--- Start ---

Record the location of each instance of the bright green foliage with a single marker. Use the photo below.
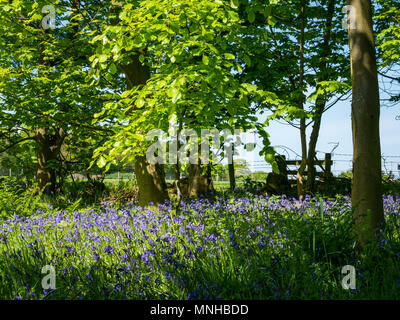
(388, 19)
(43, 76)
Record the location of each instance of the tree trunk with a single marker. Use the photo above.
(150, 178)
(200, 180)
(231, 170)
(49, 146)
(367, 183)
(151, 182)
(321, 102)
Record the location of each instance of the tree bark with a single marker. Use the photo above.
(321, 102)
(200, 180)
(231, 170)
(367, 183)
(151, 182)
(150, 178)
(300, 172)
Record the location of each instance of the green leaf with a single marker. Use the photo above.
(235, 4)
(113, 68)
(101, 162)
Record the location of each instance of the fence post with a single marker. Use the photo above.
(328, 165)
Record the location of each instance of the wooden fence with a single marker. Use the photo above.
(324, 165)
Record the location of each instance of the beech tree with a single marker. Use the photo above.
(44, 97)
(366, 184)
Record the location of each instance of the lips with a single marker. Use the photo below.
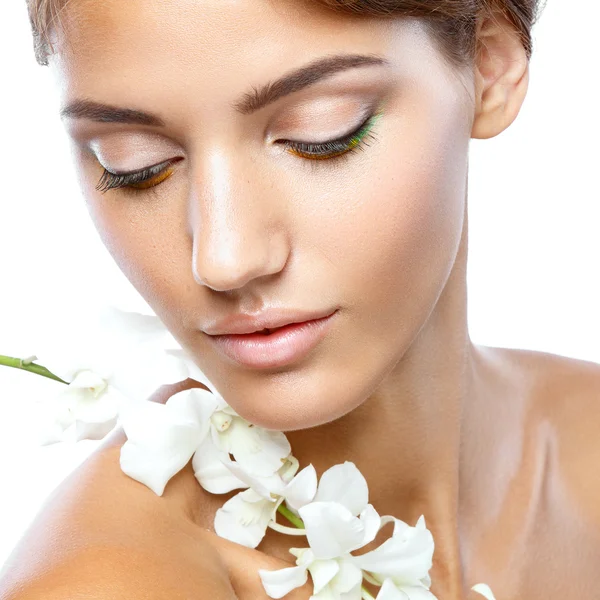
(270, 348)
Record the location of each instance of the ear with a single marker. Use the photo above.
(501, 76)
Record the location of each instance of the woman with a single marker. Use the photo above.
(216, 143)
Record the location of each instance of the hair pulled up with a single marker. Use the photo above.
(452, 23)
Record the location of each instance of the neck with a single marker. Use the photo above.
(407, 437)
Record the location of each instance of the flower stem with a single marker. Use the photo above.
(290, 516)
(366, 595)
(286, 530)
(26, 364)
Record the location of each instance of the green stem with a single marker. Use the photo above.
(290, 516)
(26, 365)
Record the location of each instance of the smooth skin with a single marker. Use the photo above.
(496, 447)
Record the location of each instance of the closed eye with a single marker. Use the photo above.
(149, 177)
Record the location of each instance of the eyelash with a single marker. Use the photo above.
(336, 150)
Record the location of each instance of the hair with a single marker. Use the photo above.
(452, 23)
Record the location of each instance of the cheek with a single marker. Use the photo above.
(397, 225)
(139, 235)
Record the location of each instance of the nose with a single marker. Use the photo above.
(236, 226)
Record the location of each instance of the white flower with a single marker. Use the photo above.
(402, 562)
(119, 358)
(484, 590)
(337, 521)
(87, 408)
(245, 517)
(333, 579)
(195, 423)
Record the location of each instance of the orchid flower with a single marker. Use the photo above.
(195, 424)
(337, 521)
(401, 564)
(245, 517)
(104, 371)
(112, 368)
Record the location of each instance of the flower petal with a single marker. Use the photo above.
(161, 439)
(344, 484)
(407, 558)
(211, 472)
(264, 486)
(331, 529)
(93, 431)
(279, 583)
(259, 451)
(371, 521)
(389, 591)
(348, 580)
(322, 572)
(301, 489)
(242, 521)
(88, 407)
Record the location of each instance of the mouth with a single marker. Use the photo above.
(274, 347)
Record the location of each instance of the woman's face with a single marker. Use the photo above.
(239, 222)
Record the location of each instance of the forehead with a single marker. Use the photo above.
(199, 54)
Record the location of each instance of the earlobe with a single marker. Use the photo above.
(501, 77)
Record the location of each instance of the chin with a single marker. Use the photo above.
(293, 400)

--- End ---
--- Start ---

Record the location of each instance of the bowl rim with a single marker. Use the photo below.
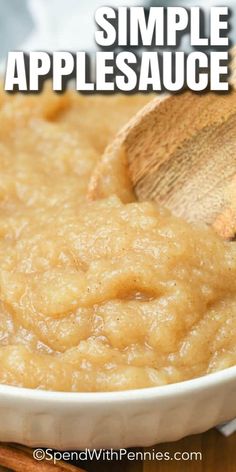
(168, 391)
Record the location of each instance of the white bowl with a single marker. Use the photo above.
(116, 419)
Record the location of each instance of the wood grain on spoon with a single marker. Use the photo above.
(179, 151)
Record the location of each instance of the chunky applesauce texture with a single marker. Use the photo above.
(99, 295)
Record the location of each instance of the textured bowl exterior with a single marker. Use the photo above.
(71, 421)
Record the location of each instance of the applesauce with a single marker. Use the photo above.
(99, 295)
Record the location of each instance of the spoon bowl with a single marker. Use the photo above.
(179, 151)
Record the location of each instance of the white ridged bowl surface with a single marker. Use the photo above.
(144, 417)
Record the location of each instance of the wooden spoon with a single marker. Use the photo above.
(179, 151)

--- End ---

Select every line in the entries above that contains the word "wooden", and copy each of those lines out in full.

# IN RESPONSE:
Record the location of each instance of the wooden fence with a single marker. Use the photo above.
Record the location of each instance of the wooden spoon with a single marker. Use the photo above.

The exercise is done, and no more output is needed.